Extrait de page:
........

Sept mois après
les déclarations de Catherine Trautmann, faites au moment
même où je témoignais en tant qu'auteur
de La Bataille de Paris (Le Seuil) au procès de Maurice
Papon, et par lesquelles elle annonçait l'ouverture des
archives sur les événements du 17 octobre 1961,
je n'ai toujours pu consulter aucune archive. Mes courriers
au Premier ministre, au ministre de l'Intérieur et à
celui de la Défense sont tous restés sans réponse.
L'ouverture de l'ensemble des archives concernant ces événements
et leur libre examen pour les chercheurs restent à réaliser.
En revanche, le rapport commandé, le jour suivant mon
témoignage, par le ministre de l'Intérieur au
conseiller d'État Dieudonné Mandelkern (par ailleurs
président de la très sensible Commission nationale
de contrôle des interceptions de sécurité),
a été dernièrement rendu public, d'abord
par l'intermédiaire du Figaro.
La lecture de ce rapport appelle plusieurs remarques. M. Mandelkern
et les fonctionnaires auteurs de ce rapport ne se contentent
pas d'inventorier les archives de la préfecture de police.
Ils prétendent aussi en dégager certaines "
observations ", entre autres quant au nombre de victimes
dont ils affirment qu'il serait " très inférieur
aux quelques centaines de victimes dont il a parfois été
question ". De toute évidence, je suis visé
par cette affirmation. À Bordeaux, j'ai, en effet, déclaré
qu' " il y a eu durant cette période-là au
minimum deux cents morts et vraisemblablement autour de trois
cents ".
Dans une démocratie, ce n'est pas à de hauts fonctionnaires
agissant en tant que tels qu'il revient d'écrire l'histoire.
Qu'on laisse les chercheurs travailler librement sur les archives,
avec l'esprit critique nécessaire, en procédant
aux recoupements indispensables avec d'autres sources. Il serait
totalement inacceptable que l'on cherche, à travers ce
rapport, à vouloir accréditer une nouvelle vérité
officielle, succédant à celle de 1961, sans que
les chercheurs aient eu la possibilité de consulter l'ensemble
des sources.

........

[Enregistrements d'annotation par points]

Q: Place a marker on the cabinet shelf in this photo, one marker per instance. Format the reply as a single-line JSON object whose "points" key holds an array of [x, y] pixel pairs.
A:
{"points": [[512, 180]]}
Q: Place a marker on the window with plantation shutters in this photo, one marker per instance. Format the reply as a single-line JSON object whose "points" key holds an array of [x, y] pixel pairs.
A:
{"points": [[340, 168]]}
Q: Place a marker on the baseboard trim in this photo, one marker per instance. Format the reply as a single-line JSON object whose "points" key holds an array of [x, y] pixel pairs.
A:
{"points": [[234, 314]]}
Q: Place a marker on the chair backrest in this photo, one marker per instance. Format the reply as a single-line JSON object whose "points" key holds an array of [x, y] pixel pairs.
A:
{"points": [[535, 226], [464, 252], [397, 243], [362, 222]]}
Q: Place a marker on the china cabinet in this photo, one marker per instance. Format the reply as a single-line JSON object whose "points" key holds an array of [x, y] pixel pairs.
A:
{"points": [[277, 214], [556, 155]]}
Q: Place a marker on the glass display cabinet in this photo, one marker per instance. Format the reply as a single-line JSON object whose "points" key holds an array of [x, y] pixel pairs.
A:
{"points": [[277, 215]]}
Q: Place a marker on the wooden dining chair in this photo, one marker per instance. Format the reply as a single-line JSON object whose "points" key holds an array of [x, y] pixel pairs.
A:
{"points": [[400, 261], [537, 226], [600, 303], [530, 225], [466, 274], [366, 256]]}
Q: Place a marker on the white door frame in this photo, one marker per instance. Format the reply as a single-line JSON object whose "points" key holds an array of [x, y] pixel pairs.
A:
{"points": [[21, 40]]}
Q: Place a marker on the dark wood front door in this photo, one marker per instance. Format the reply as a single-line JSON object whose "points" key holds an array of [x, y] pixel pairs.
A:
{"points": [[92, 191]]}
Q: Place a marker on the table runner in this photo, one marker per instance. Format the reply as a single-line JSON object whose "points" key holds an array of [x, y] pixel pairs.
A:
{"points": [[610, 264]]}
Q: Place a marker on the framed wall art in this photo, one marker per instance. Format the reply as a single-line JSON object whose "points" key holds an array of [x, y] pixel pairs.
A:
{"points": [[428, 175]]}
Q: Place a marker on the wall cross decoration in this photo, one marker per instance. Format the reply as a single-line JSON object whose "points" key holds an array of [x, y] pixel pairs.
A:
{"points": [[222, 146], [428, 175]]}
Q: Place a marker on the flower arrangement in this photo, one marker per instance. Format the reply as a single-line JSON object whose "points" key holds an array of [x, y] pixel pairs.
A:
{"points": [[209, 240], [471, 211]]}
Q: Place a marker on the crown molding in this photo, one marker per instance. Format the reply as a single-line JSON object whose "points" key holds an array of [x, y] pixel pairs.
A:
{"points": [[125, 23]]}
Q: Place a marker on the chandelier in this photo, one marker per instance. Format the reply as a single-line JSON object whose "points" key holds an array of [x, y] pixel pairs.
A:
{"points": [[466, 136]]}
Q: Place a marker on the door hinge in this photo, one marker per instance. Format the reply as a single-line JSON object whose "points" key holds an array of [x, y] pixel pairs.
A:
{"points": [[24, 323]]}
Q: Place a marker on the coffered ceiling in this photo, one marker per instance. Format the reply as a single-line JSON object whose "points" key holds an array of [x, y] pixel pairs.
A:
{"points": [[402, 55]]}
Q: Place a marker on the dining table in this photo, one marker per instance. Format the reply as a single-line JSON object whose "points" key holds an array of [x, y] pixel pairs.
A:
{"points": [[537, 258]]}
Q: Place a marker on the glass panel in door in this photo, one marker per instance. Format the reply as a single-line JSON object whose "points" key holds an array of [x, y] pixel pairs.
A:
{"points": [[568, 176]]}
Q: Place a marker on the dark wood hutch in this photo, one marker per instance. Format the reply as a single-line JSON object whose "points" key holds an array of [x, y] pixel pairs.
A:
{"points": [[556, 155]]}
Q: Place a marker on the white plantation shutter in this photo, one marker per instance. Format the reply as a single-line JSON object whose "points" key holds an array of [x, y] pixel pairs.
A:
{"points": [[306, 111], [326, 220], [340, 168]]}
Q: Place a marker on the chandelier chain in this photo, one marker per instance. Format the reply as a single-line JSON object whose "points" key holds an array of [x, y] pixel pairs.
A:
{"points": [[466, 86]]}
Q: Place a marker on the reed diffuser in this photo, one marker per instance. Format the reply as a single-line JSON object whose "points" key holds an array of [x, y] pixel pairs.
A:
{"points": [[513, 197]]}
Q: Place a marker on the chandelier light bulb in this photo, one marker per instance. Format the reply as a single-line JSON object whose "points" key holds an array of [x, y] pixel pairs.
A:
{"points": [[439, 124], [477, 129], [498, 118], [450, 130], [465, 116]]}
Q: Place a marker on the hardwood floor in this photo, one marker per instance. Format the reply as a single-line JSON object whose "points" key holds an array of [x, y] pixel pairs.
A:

........

Objectif de la tâche:
Rédigez, s'il vous plaît, la suite du texte sur les archives du 17 octobre 1961, en reprenant après sa dernière phrase.

Résultat produit:
Les archives dont fait état ce rapport sont partielles
et partiales. Partielles, comme le reconnaissent d'ailleurs
ses auteurs, parce qu'elles ne concernent que la préfecture
de police et ce qui était alors le département
de la Seine. Or, ces événements ont aussi eu pour
théâtre l'ancien département de la Seine-et-Oise.
Des corps furent retrouvés loin de Paris, notamment ceux
emportés par la Seine.
Partielles encore, parce que, comme l'indique le rapport, des
archives ont disparu. C'est ainsi que les archives de la brigade
fluviale ont été détruites ces dernières
années ; ce service repêchait des cadavres que
l'on a trouvés en nombre à cette époque-là.
Les archives du Service de coordination des affaires algériennes
ont aussi disparu ; ce service était " à
la pointe " de la lutte contre le FLN.
Peut-être Roger Chaix, patron de ce service à cette
époque, qui est demeuré très lié
à Maurice Papon, a-t-il quelque idée sur ce qu'elles
sont devenues.
La liste n'est pas close : les archives du centre d'identification
et de vérification de Vincennes ont disparu. Pourtant,
on souhaiterait connaître les noms des 1 710 Algériens
arrêtés le 17 octobre, et qui, selon la préfecture
de police, séjournaient toujours à Vincennes le
6 novembre 1961. On voudrait les connaître car, ce même
6 novembre, trois députés n'avaient, eux, dénombré
à Vincennes que 1 500 détenus. Où étaient
alors ces 210 Algériens manquants ?
Partiales : ces archives peuvent être ainsi qualifiées
car elles sont la version de fonctionnaires et d'une hiérarchie
mis en cause dans cette répression. Il serait gravement
illusoire de croire que la vérité puisse y être
contenue. Il est indispensable que ces archives soient comparées,
mises en rapport avec d'autres sources. Or, à certains
moments, le rapport Mandelkern reprend telle quelle la version
policière, par exemple lorsqu'il s'agit d'expliquer certains
épisodes tragiques par un affrontement entre manifestants
et policiers. Ceci est un mensonge dont le rapport se fait pourtant
l'écho. Il n'y a pas eu d'affrontement ce 17 octobre,
mais le déchaînement de la violence unilatérale
de forces de police agressant des manifestants pacifiques, se
livrant à une chasse à l'homme en fonction de
l'apparence physique.
Sont cités, entre autres, les faits qui ont eu lieu sur
les boulevards Poissonnière et Bonne-Nouvelle. Or, selon
plusieurs témoignages précis au nombre desquels
figure celui du grand journaliste que fut Jacques Derogy, les
forces de police ont ouvert le feu sur les Grands Boulevards.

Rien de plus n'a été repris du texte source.